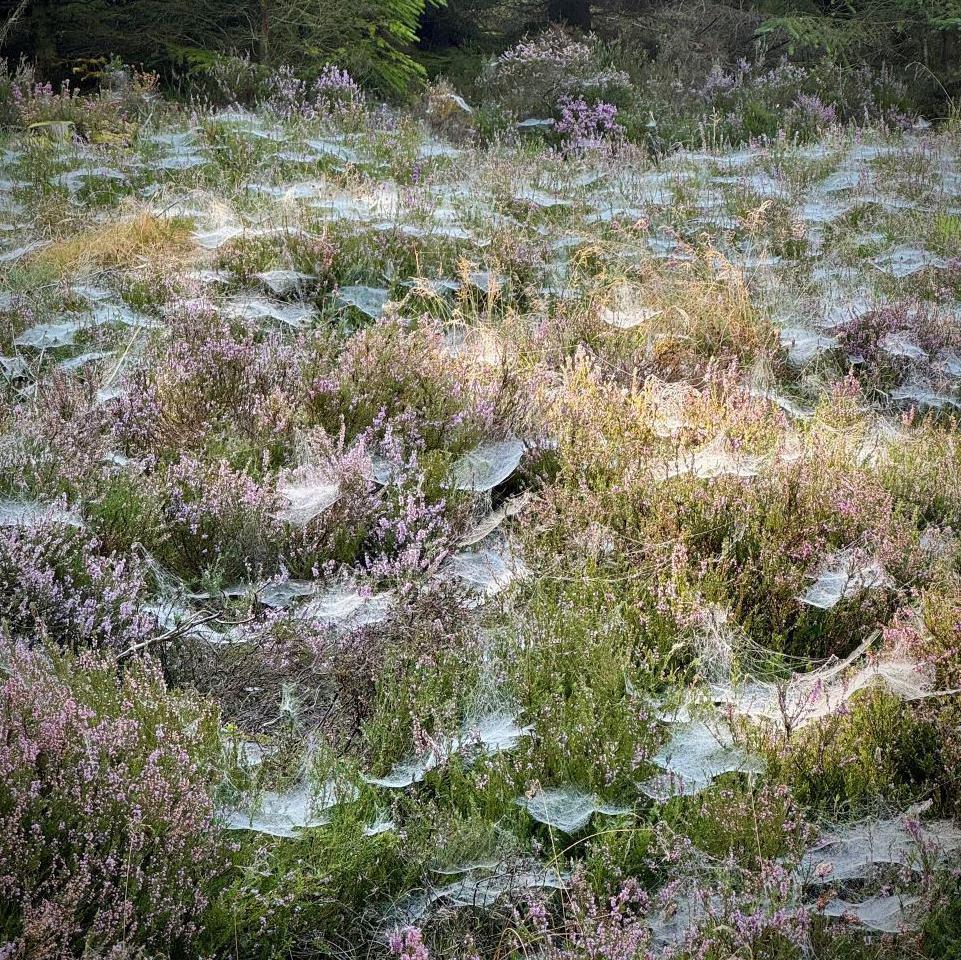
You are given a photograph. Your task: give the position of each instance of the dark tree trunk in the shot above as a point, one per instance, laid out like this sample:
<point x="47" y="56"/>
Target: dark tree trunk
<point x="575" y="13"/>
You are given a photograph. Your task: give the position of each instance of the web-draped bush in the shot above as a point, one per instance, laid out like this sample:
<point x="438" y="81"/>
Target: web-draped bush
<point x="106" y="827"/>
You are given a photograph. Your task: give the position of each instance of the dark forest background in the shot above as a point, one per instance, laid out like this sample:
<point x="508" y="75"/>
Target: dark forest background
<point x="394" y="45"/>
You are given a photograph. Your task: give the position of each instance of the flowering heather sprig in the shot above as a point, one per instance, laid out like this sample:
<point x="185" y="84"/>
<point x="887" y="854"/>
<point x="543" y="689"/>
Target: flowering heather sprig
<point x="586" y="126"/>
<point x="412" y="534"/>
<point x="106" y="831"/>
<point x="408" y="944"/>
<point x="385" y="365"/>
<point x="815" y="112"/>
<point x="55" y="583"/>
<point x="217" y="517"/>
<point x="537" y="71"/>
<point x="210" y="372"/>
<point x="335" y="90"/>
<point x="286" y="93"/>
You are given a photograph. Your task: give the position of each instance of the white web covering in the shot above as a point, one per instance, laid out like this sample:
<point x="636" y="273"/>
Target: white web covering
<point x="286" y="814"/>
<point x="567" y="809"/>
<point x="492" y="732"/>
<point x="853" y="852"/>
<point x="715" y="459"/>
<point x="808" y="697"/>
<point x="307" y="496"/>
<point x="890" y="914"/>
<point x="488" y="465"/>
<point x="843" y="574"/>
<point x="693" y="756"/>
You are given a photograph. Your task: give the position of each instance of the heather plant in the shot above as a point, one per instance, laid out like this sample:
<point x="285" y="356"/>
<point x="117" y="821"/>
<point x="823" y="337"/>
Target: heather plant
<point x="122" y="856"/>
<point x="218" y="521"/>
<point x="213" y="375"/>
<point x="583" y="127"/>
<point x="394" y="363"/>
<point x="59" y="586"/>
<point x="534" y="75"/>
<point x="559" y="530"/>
--------------------------------
▸ What this task involves: Repeat the records word for word. Any picture in them should be left out.

▸ Solution to this problem:
You are given a photograph. Your task: give the position of each instance of the dark tree trunk in the shot above as a point, one per instance, laid out like this sample:
<point x="47" y="56"/>
Target: dark tree trunk
<point x="575" y="13"/>
You are given a photograph. Your task: give the position of each instance of the web-draped bush in the shot above as a point, one per instance, laid out like this sample:
<point x="438" y="81"/>
Target: web-draped bush
<point x="106" y="827"/>
You are given a photograph. Your task: give the position of each instance of the dark forest background in the shot above as a point, one per instance, laid out like this sample:
<point x="508" y="75"/>
Target: dark forest background
<point x="394" y="45"/>
You are given a photograph. Your task: give the position of each instance of the flowering heather sprig in the shot above as a point, one per instance, laid out like this sample:
<point x="185" y="84"/>
<point x="887" y="854"/>
<point x="543" y="689"/>
Target: flowering heather sprig
<point x="586" y="126"/>
<point x="412" y="534"/>
<point x="106" y="831"/>
<point x="408" y="944"/>
<point x="385" y="365"/>
<point x="815" y="112"/>
<point x="55" y="583"/>
<point x="217" y="517"/>
<point x="537" y="71"/>
<point x="210" y="372"/>
<point x="335" y="90"/>
<point x="286" y="93"/>
You are given a photograph. Your task: give the position of each instance of the white web covering in the shot above as a point, one per instance, laid out like this sample:
<point x="636" y="273"/>
Target: white web covering
<point x="286" y="814"/>
<point x="567" y="809"/>
<point x="492" y="732"/>
<point x="853" y="852"/>
<point x="715" y="459"/>
<point x="808" y="697"/>
<point x="307" y="496"/>
<point x="890" y="914"/>
<point x="488" y="465"/>
<point x="843" y="574"/>
<point x="693" y="756"/>
You are given a photograph. Your task: give the position of each instance of the heather plant in the shot above as a point, one per instance, laid out like this sample:
<point x="285" y="356"/>
<point x="117" y="821"/>
<point x="823" y="337"/>
Target: heather plant
<point x="122" y="856"/>
<point x="218" y="521"/>
<point x="213" y="375"/>
<point x="583" y="127"/>
<point x="394" y="363"/>
<point x="59" y="586"/>
<point x="534" y="75"/>
<point x="559" y="530"/>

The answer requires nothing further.